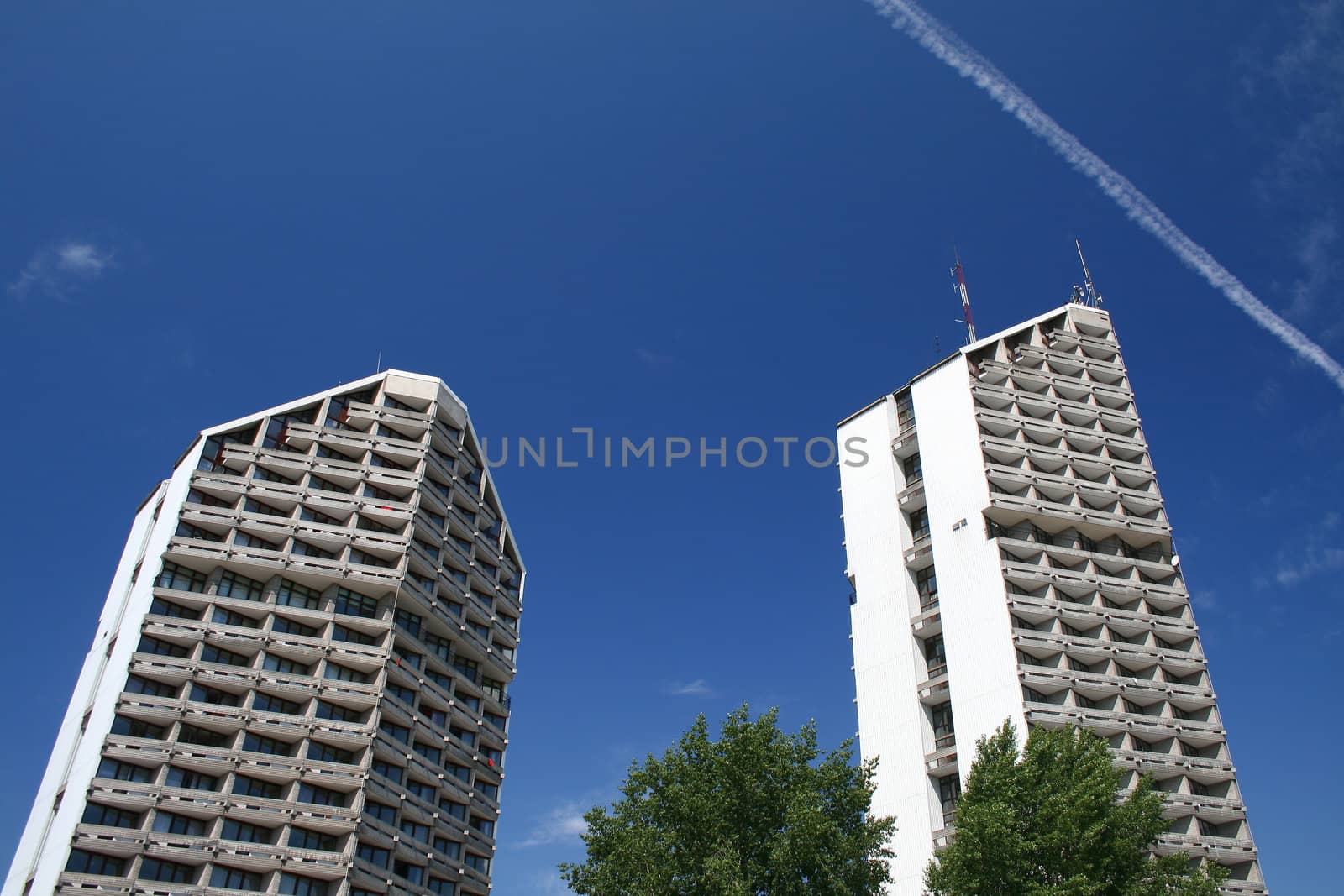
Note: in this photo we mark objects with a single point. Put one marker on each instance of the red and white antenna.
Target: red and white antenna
(960, 288)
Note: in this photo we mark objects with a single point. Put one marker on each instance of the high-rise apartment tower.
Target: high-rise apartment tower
(1011, 558)
(299, 683)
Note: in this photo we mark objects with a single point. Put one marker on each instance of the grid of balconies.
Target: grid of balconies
(1101, 617)
(933, 688)
(319, 705)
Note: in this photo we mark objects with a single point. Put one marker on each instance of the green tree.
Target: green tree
(754, 812)
(1052, 824)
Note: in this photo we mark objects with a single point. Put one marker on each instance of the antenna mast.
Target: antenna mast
(960, 288)
(1088, 296)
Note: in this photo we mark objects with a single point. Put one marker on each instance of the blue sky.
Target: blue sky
(691, 219)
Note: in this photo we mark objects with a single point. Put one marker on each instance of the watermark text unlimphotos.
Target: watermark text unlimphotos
(582, 446)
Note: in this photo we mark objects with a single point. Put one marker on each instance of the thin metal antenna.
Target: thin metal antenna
(960, 288)
(1089, 296)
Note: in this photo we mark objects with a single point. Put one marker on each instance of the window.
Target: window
(304, 548)
(414, 873)
(116, 770)
(326, 485)
(936, 656)
(292, 594)
(281, 664)
(167, 871)
(405, 694)
(394, 774)
(85, 862)
(344, 673)
(244, 832)
(927, 580)
(353, 636)
(381, 812)
(167, 822)
(297, 886)
(396, 732)
(136, 728)
(905, 411)
(326, 752)
(246, 540)
(355, 605)
(432, 754)
(197, 496)
(949, 790)
(202, 694)
(253, 506)
(190, 779)
(232, 618)
(322, 795)
(468, 668)
(289, 626)
(234, 879)
(318, 516)
(440, 647)
(423, 790)
(266, 703)
(134, 684)
(373, 855)
(111, 815)
(239, 586)
(175, 610)
(441, 887)
(181, 578)
(312, 840)
(226, 658)
(941, 718)
(409, 622)
(338, 714)
(161, 647)
(245, 786)
(259, 743)
(918, 524)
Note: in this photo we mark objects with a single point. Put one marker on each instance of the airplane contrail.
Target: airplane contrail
(967, 60)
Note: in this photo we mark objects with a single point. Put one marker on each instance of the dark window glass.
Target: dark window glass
(190, 779)
(136, 728)
(181, 578)
(355, 605)
(167, 822)
(246, 833)
(87, 862)
(111, 815)
(167, 871)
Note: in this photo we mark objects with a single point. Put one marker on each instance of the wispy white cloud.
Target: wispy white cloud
(698, 688)
(940, 40)
(60, 269)
(1319, 551)
(559, 824)
(651, 358)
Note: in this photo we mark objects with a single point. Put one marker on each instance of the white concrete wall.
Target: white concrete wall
(976, 629)
(886, 664)
(45, 844)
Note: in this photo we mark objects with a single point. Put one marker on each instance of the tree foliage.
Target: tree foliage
(1052, 825)
(754, 812)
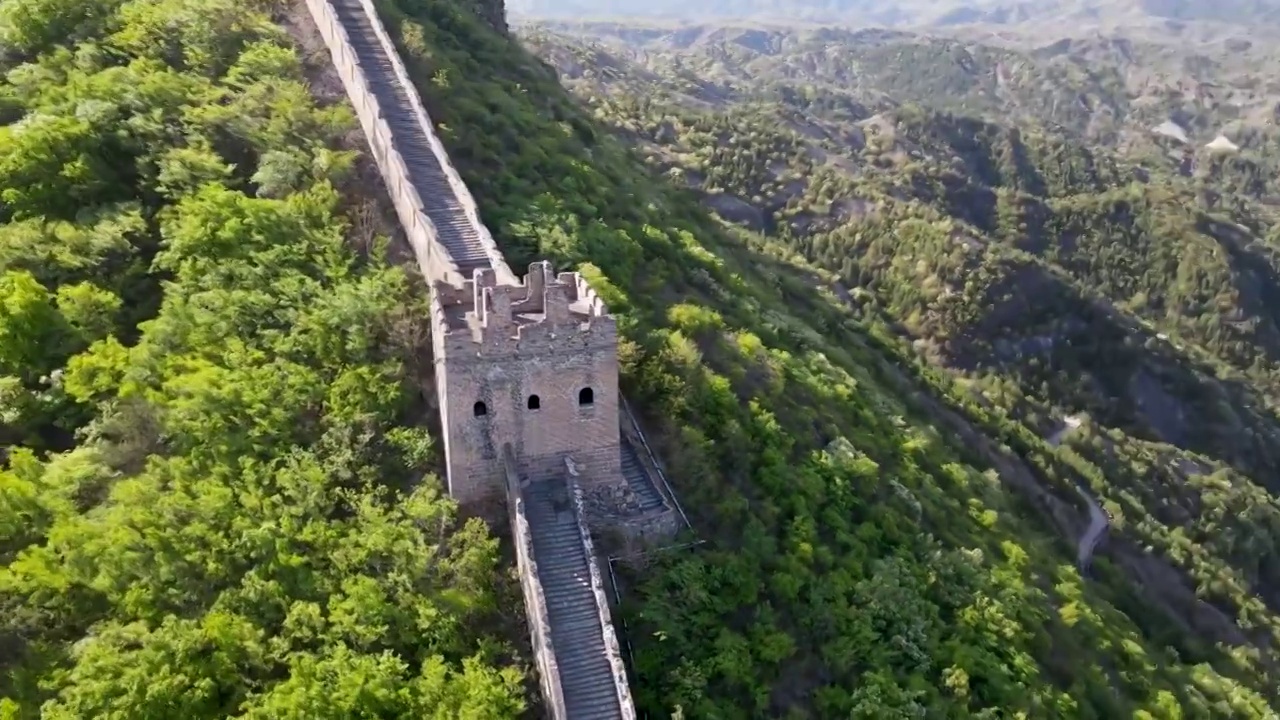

Try it - Retype the listing above exactly, please. Pictures do not belong in the copy.

Solution for this problem -
Note: in this photo we mark objects with a single point. Put one marker on each instance of the red and white antenna.
Target: red and white antenna
(960, 288)
Note: in this photo we mark objects with a single point. Put one marker on each instance of the high-rise apartment tower.
Target: high-rise apartment tower
(1011, 558)
(299, 683)
Note: in this photo we mark objects with a single point. Put one marker on each instance of the grid of balconies.
Target: grid of balconies
(1101, 617)
(933, 688)
(319, 705)
Note: in this photo we mark objects with a single point. Put one marker on each instance of the green tree.
Target: green tree
(754, 812)
(1052, 824)
Note: in this photo we mark objects with a single point. Put one marker on each instance of the antenna mast.
Target: antenna mast
(960, 288)
(1088, 296)
Note: in this photo we mark objects with a single point. Put one marker on each instance of the blue sky.
Target: blue sky
(691, 219)
Note: in this photo we mark objects with a single point. Put one marker on each instance of the watermark text unlimphotos.
Target: watermark text unlimphotos
(582, 446)
Note: in this photo we mark objects with a single point. Put one marker on each instance of the thin metal antenna.
Target: thin metal antenna
(960, 288)
(1089, 296)
Note: in this photo we mark objects with a single point. Put one marker on each instance of the window.
Target: window
(304, 548)
(414, 873)
(116, 770)
(326, 485)
(936, 656)
(292, 594)
(281, 664)
(167, 871)
(405, 694)
(394, 774)
(85, 862)
(344, 673)
(244, 832)
(927, 580)
(353, 636)
(381, 812)
(167, 822)
(297, 886)
(396, 732)
(136, 728)
(905, 411)
(326, 752)
(246, 540)
(355, 605)
(432, 754)
(197, 496)
(949, 790)
(202, 694)
(253, 506)
(190, 779)
(232, 618)
(322, 795)
(468, 668)
(289, 626)
(234, 879)
(318, 516)
(440, 647)
(423, 790)
(266, 703)
(134, 684)
(373, 855)
(111, 815)
(239, 586)
(175, 610)
(441, 887)
(181, 578)
(312, 840)
(226, 658)
(941, 718)
(409, 622)
(338, 714)
(161, 647)
(245, 786)
(259, 743)
(918, 524)
Note: in this photo we mark objects with a single point. Put one marker on each instance of the airplane contrail.
Target: airplane contrail
(967, 60)
Note: in this photo we mark objects with a single point. Put one marker on each instance of the dark window glass.
Target: dark window glass
(190, 779)
(136, 728)
(181, 578)
(355, 605)
(167, 822)
(246, 833)
(87, 862)
(111, 815)
(167, 871)
Note: in this photo we mark objects with a single point. Put one marker on each instance of the wispy white cloud.
Target: wispy white cloud
(698, 688)
(940, 40)
(60, 269)
(1319, 551)
(559, 824)
(651, 358)
Note: in this photo we mark objects with a single point. Put one marker on each instance of the white concrete wall.
Target: white concrete wall
(976, 629)
(886, 664)
(45, 844)
Note: in this photo we mark objects with a single point. Put one marker on each instance of the tree foliage.
Target: tree foliage
(1052, 825)
(754, 812)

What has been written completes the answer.